Records from a data source:
________________________
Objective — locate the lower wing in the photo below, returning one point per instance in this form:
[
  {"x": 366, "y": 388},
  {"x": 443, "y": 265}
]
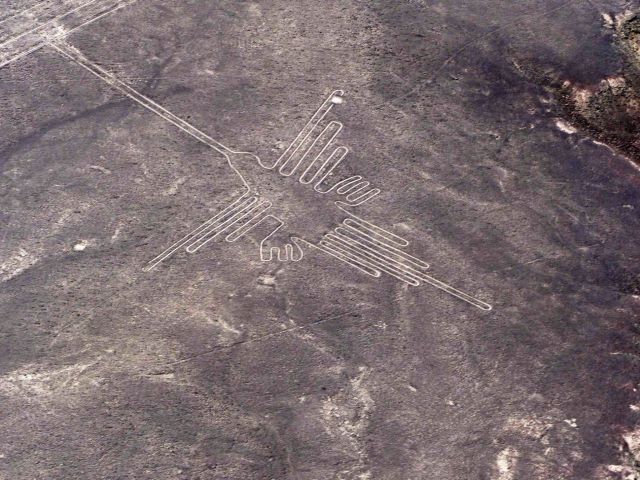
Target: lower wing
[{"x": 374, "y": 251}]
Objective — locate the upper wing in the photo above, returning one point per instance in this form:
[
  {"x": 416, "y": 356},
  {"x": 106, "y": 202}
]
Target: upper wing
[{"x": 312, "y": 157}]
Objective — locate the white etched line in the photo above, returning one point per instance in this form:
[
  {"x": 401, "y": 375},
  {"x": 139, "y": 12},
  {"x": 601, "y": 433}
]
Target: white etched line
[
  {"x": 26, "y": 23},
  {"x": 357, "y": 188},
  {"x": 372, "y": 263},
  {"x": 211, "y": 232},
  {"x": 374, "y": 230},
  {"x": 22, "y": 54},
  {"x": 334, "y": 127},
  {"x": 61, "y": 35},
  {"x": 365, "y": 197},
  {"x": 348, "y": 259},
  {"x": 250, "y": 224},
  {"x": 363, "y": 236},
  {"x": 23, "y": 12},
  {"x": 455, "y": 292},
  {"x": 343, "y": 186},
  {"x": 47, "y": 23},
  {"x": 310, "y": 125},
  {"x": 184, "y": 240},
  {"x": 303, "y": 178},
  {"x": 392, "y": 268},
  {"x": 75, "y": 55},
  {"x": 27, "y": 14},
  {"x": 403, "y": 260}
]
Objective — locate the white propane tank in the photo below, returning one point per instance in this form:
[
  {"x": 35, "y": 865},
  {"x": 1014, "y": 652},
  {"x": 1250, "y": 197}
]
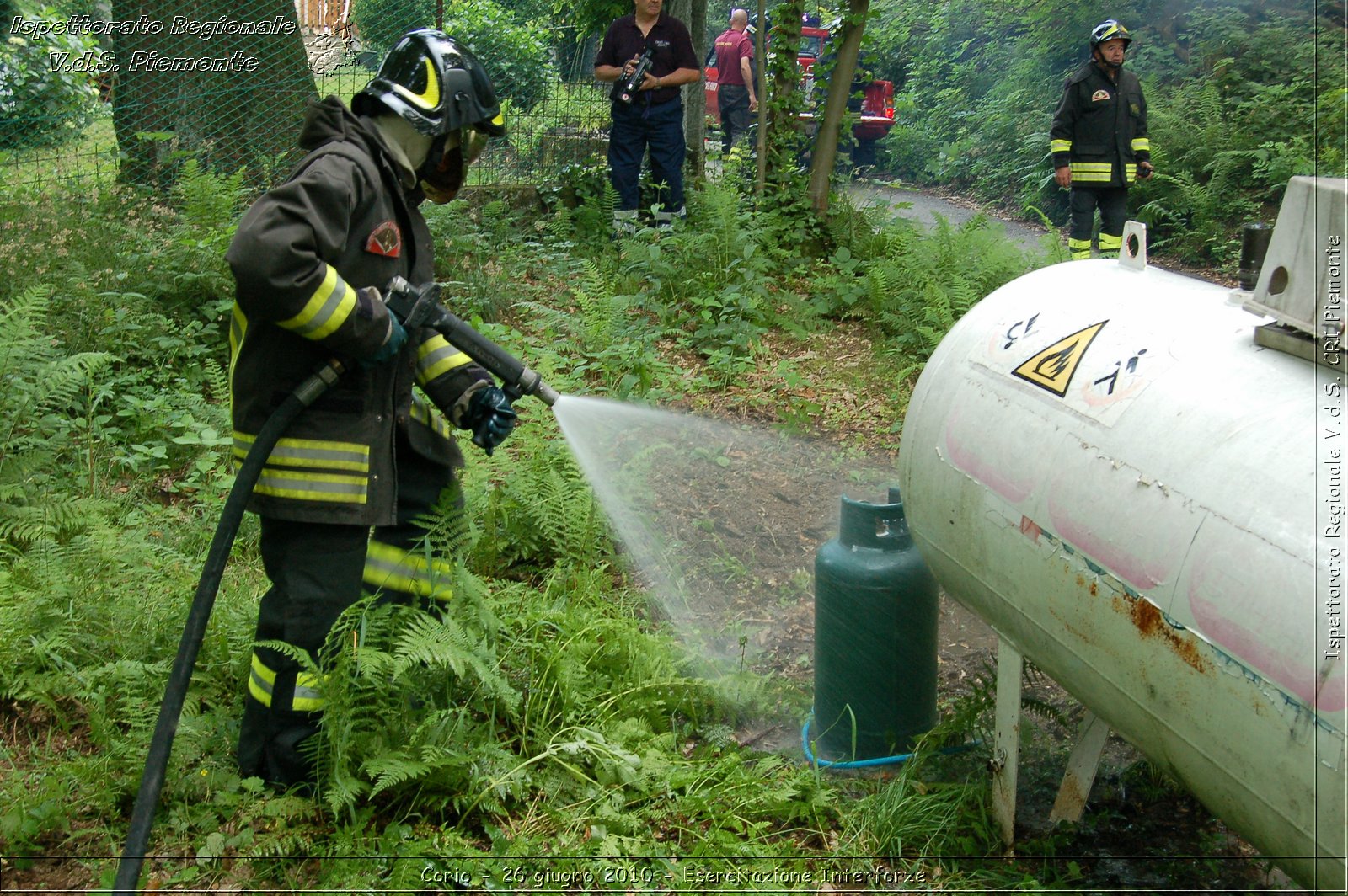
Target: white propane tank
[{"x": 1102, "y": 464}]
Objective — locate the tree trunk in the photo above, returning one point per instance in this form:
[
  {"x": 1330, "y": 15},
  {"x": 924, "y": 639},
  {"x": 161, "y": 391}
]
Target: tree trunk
________________________
Hand back all the entries exactly, leaving out the pictures.

Objective — locate the lower wing in the photo below, returning one point per instance in this form:
[
  {"x": 366, "y": 388},
  {"x": 443, "y": 265}
]
Target: lower wing
[{"x": 374, "y": 251}]
Objective — locate the upper wing in the photo above, returning one point per instance in this form:
[
  {"x": 416, "y": 356},
  {"x": 106, "y": 202}
]
Target: upper wing
[{"x": 312, "y": 157}]
Objective — locate the white etched line in the photo above, returning one point per instance in this form:
[
  {"x": 401, "y": 375},
  {"x": 139, "y": 12},
  {"x": 601, "y": 433}
]
Target: white etched line
[
  {"x": 26, "y": 23},
  {"x": 357, "y": 188},
  {"x": 372, "y": 263},
  {"x": 211, "y": 232},
  {"x": 374, "y": 230},
  {"x": 22, "y": 54},
  {"x": 334, "y": 127},
  {"x": 61, "y": 35},
  {"x": 365, "y": 197},
  {"x": 348, "y": 259},
  {"x": 250, "y": 224},
  {"x": 363, "y": 236},
  {"x": 23, "y": 12},
  {"x": 455, "y": 292},
  {"x": 343, "y": 186},
  {"x": 47, "y": 23},
  {"x": 310, "y": 125},
  {"x": 184, "y": 240},
  {"x": 303, "y": 178},
  {"x": 392, "y": 268},
  {"x": 75, "y": 55},
  {"x": 27, "y": 14},
  {"x": 403, "y": 260}
]
Objective — locate the white propane tank in the photo below, returning one point per instance in this form:
[
  {"x": 35, "y": 865},
  {"x": 1014, "y": 652},
  {"x": 1250, "y": 197}
]
Target: white propane tank
[{"x": 1102, "y": 464}]
Objective — locate the tree trunk in the photo above, returning one point per instance in this form:
[
  {"x": 1330, "y": 15},
  {"x": 924, "y": 639},
  {"x": 161, "y": 391}
]
Target: tree trunk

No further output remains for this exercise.